▶ [EXERCISE INSTRUCTIONS]:
Only one stretch of the records below is wanted: the lines from the one holding "Target: bush" through the one holding "Every instance of the car windshield". Return it exactly, both ends included.

....

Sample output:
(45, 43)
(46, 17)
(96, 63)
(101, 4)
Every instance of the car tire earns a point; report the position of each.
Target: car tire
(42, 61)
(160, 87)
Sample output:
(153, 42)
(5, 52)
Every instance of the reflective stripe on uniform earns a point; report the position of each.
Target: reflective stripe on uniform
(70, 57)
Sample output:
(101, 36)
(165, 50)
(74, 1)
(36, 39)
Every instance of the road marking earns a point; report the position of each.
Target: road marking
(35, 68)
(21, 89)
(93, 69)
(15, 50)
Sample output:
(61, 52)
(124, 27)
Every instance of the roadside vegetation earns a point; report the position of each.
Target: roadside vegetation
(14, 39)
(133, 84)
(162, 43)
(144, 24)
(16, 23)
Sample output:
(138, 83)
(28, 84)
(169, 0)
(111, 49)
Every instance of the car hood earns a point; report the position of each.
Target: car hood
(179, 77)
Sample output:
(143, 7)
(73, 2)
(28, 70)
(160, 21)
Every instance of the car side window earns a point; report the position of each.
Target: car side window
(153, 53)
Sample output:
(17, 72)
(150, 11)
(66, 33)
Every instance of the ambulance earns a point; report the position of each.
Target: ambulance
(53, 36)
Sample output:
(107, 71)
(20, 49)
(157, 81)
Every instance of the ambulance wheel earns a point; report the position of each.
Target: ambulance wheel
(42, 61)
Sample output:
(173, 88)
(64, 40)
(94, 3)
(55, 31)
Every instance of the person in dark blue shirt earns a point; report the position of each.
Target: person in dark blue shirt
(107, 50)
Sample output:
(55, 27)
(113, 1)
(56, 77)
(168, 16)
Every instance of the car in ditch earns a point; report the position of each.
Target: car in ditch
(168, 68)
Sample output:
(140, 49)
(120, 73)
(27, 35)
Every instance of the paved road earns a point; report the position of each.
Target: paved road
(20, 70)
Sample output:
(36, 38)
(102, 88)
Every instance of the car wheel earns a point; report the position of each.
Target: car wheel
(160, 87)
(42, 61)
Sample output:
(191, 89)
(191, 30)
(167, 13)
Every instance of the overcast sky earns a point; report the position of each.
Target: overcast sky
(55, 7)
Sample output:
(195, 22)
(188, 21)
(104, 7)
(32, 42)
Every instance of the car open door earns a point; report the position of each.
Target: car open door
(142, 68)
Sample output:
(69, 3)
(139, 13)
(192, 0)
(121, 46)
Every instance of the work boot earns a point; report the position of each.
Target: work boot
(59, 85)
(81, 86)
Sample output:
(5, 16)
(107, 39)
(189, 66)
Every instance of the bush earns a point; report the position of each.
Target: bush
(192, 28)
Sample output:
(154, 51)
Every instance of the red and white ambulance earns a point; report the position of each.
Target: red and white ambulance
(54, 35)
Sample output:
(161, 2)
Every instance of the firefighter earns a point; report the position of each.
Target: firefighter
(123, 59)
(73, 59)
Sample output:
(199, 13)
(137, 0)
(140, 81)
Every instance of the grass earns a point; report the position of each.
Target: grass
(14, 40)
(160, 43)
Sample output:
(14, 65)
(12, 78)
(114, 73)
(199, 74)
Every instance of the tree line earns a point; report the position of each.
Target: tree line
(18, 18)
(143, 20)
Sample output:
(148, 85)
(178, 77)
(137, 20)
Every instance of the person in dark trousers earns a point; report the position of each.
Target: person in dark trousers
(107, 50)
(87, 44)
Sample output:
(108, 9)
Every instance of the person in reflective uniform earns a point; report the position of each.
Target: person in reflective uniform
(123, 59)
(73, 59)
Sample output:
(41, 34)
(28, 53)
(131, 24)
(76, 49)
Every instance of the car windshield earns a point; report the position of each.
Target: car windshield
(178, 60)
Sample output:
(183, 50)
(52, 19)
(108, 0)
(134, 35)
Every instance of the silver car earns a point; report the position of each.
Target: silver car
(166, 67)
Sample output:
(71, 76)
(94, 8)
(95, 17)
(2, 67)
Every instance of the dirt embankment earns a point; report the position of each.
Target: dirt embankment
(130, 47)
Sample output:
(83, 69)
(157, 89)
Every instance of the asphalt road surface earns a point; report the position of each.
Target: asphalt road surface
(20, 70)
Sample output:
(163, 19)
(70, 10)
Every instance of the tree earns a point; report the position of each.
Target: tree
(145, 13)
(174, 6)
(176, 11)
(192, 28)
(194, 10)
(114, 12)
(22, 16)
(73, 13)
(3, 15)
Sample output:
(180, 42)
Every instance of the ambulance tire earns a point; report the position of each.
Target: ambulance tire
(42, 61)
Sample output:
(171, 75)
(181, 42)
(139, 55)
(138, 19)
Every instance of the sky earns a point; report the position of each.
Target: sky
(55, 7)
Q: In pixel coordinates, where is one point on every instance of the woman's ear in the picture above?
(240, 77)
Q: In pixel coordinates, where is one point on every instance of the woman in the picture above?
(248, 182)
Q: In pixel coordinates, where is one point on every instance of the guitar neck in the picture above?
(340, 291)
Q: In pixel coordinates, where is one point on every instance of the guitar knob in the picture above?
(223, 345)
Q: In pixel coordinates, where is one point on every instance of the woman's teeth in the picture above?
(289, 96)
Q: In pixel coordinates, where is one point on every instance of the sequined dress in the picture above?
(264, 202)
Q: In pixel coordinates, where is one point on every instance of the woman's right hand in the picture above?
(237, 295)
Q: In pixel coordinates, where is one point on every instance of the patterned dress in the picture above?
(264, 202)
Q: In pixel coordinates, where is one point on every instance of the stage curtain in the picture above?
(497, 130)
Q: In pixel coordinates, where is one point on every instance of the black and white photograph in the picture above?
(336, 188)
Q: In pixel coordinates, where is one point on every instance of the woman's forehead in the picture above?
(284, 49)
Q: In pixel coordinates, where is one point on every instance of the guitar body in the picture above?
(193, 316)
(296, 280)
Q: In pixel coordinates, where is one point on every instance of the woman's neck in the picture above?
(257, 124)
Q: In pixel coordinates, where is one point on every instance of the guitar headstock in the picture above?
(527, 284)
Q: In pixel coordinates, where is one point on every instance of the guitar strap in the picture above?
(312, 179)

....

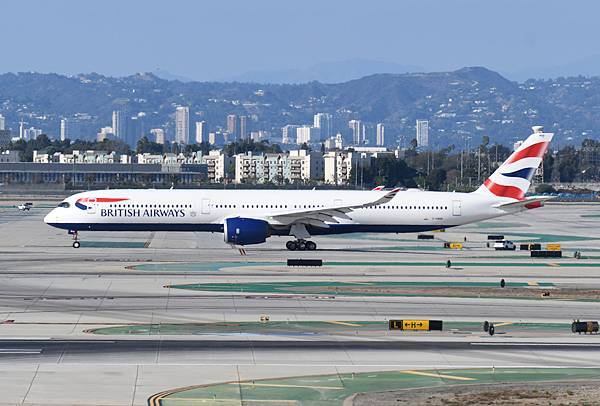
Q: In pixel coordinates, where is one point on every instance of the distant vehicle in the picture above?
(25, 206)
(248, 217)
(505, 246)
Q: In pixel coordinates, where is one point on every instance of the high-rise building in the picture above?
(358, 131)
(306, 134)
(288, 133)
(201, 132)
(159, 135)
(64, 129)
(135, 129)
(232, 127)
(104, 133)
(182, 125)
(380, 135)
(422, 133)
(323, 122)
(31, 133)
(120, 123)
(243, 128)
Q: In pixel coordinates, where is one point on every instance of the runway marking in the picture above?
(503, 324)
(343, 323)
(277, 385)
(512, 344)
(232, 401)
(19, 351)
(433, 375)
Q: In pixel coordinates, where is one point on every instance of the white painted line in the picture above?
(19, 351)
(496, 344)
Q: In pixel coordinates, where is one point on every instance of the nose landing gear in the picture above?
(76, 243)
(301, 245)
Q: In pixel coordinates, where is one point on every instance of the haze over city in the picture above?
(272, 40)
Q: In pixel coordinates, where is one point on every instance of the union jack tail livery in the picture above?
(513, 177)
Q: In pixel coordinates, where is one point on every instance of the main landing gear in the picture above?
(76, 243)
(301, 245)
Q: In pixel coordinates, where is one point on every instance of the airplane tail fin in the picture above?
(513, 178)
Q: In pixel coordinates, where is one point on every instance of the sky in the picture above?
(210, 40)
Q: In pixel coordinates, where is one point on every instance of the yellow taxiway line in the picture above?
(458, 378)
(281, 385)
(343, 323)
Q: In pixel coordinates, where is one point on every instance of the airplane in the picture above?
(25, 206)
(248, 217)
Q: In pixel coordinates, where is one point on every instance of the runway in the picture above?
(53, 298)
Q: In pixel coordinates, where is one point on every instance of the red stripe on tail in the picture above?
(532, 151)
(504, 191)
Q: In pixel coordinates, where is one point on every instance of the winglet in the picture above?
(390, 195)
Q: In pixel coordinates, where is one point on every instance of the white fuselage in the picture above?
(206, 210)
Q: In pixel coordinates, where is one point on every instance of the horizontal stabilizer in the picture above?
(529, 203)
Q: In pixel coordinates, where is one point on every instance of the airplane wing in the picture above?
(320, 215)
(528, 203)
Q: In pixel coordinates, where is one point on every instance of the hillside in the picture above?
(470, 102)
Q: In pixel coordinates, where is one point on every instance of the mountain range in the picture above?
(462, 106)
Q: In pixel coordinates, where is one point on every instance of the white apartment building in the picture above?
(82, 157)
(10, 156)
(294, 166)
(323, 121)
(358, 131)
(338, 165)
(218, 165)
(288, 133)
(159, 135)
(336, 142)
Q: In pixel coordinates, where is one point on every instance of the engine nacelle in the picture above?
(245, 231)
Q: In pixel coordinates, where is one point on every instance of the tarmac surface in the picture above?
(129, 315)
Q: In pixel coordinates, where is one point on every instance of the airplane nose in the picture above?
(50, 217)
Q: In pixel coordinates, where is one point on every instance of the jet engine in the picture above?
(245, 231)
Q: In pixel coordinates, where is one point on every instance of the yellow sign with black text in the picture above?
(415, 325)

....

▶ [RESULT]:
Target: bush
(192, 28)
Sample output:
(154, 51)
Every instance of the red and white ambulance earns a point; report the position of each.
Target: red and white ambulance
(54, 35)
Sample output:
(161, 2)
Every instance of the firefighter earns a point; report the position of each.
Target: firefighter
(123, 59)
(73, 59)
Sample output:
(199, 13)
(137, 0)
(140, 81)
Every instance of the grass earns a point; report the position of each.
Target: grass
(14, 40)
(160, 43)
Sample output:
(14, 65)
(12, 78)
(114, 73)
(199, 74)
Every instance of the tree line earns a point; report the position of each.
Target: tree line
(18, 18)
(143, 20)
Sample output:
(148, 85)
(178, 77)
(137, 20)
Every instance of the person in dark trousers earns a point; report the position of each.
Target: person in dark trousers
(107, 50)
(87, 44)
Sample output:
(108, 9)
Every instance of the person in reflective uniform earns a point; report the position of each.
Target: person in reflective uniform
(123, 59)
(73, 59)
Sample output:
(41, 34)
(28, 53)
(131, 24)
(76, 49)
Every instance of the car windshield earns a point; report the position of each.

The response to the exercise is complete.